If you think someone is having a cardiac arrest or a heart attack, call emergency services for an ambulance (000 in Australia). If the person is unconscious, begin administering cardiopulmonary resuscitation (CPR). A professional first aid course can teach you how to perform CPR properly and needn’t take more than a day.

How Can You Tell If Someone Is Having A Stroke?

Stroke is the fourth most common cause of heart disease hospitalisations for men. Stroke has certain outward signs, and if you see them in yourself or someone else, you should seek immediate medical attention. The longer a stroke goes untreated, the greater the risk of brain damage or death.

The FAST Signs Of Stroke

The Stroke Foundation recommends learning the following common signs of stroke. You can memorise them using the acronym ‘FAST’.

Face: Look at the person’s face. Is it drooping, especially the mouth?

Arms: Ask them to try lifting both their arms. Do they have any trouble with this? Are they unable to lift both arms to the same height?

Speech: Is the person slurring their words? Do they have trouble understanding you?

Time: If you see any of these symptoms, don’t waste time calling for an ambulance.

What To Do If You Think Someone Is Having A Stroke

If you think someone is having a stroke, call 000 if you are in Australia and ask for an ambulance immediately. While you wait for it to arrive, you can do the following:

  • If they are conscious, help them to lie on their side with their head slightly elevated.
  • Don’t give them any food or drink.
  • If they are wearing any clothing that might restrict their breathing, loosen it.
  • Check whether they are breathing. If not, start performing CPR.

When you call an ambulance, the operator will guide you through what you need to do. However, you can become more prepared for any emergency where you have to perform CPR or give any other first aid by taking part in an accredited first aid course.

What Causes Stroke?

A stroke happens when the blood supply to the brain is disrupted, either when plaque or a blood clot blocks a blood vessel (ischaemic stroke) or when a blood vessel bursts (haemorrhagic stroke).

What Causes Cardiovascular Disease? 

There are some risk factors for cardiovascular disease that you can’t control, like having a family history of it, getting older, or having a congenital heart condition. But two of the major causes of heart disease are atherosclerosis and high blood pressure, and you can either prevent or mitigate these with the lifestyle decisions you make.


Coronary heart disease is the most common form of heart disease, and its immediate cause is atherosclerosis. This is a gradual process where plaque builds up inside the arteries that provide blood to the heart, making it harder for the blood to get through.


Long-Term High Blood Pressure

Another important contributing factor to coronary heart disease is long-term high blood pressure. High blood pressure can harm your arteries by making them stiffer, which, like atherosclerosis, restricts blood flow to the heart. High blood pressure is also the most significant risk factor for stroke.

High blood pressure

Lifestyle Factors

You can significantly reduce your risk of atherosclerosis, high blood pressure, and heart disease by controlling your lifestyle-related risk factors. You can go a long way to good heart health by eating a healthy diet, exercising, not smoking, maintaining a healthy weight, reducing stress, getting enough sleep and keeping up with your health screenings.

[Photo-based referring expression data]

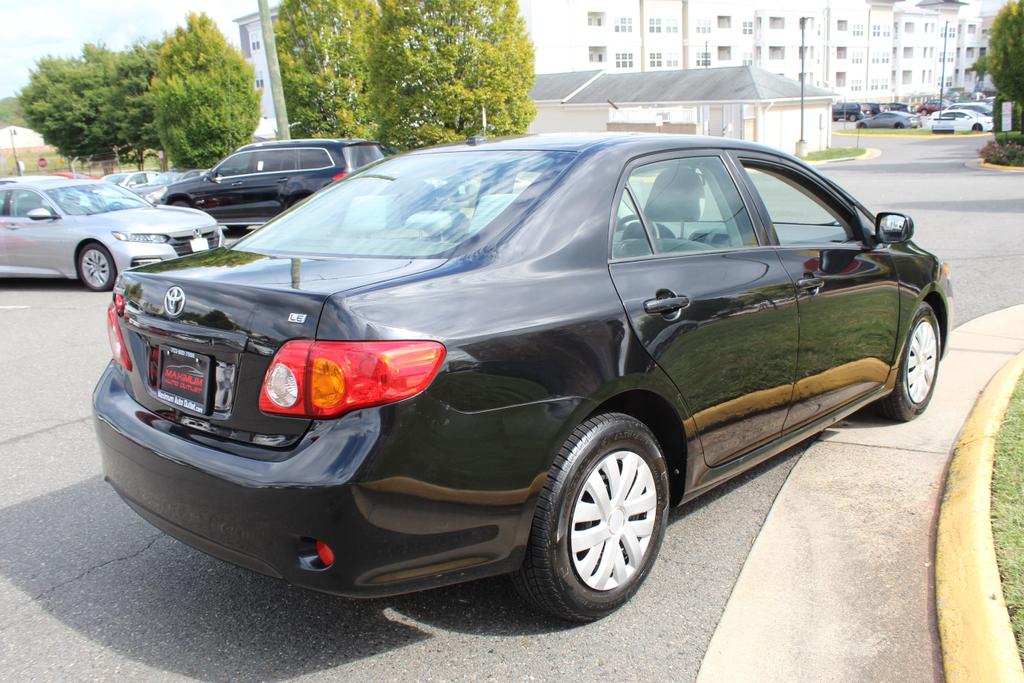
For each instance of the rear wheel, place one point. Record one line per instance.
(919, 369)
(95, 267)
(599, 521)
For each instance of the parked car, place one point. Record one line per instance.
(890, 120)
(461, 365)
(870, 109)
(90, 229)
(260, 180)
(956, 120)
(847, 111)
(131, 179)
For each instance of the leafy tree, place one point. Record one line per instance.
(65, 99)
(323, 46)
(1006, 52)
(10, 113)
(434, 63)
(206, 102)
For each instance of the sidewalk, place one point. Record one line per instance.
(839, 584)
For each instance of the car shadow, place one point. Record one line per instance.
(82, 556)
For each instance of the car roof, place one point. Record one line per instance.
(580, 142)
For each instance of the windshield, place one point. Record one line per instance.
(94, 198)
(417, 206)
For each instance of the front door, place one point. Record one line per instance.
(713, 306)
(847, 289)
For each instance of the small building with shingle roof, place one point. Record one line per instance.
(744, 102)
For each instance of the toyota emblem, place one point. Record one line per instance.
(174, 301)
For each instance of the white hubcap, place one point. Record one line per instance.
(94, 267)
(612, 520)
(922, 363)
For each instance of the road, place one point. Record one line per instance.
(87, 590)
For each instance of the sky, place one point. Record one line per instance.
(36, 28)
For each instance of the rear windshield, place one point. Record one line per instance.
(419, 206)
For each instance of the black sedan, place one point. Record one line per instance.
(508, 357)
(891, 120)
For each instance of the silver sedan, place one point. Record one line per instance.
(89, 229)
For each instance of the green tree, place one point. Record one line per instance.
(1006, 53)
(323, 46)
(206, 102)
(66, 98)
(434, 63)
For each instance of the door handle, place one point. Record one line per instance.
(810, 285)
(664, 305)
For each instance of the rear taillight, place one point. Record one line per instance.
(118, 349)
(327, 379)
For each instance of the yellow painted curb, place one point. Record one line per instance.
(974, 627)
(930, 136)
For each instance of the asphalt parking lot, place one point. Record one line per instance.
(88, 590)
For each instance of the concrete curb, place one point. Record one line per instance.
(974, 627)
(869, 153)
(977, 163)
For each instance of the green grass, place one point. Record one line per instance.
(1008, 511)
(835, 153)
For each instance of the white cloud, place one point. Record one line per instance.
(38, 28)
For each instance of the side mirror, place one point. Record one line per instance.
(893, 227)
(40, 213)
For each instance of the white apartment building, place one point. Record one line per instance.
(861, 49)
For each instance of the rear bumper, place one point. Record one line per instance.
(389, 534)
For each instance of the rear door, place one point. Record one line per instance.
(710, 302)
(847, 289)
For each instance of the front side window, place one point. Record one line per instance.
(691, 205)
(798, 212)
(418, 206)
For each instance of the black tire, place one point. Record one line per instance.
(91, 258)
(899, 404)
(549, 578)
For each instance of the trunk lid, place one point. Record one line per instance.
(236, 310)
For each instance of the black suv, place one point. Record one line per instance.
(260, 180)
(848, 111)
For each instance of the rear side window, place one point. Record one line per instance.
(418, 206)
(799, 213)
(313, 159)
(692, 205)
(358, 156)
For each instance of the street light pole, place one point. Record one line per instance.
(802, 143)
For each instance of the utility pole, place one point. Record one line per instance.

Task:
Translate this sentence from the stroke and heart disease text into Spanish: "The longer a stroke goes untreated, the greater the risk of brain damage or death." Work from the text alone when completing the tasks.

Response area:
Cuanto más tiempo pase un accidente cerebrovascular sin tratamiento, mayor será el riesgo de daño cerebral o muerte.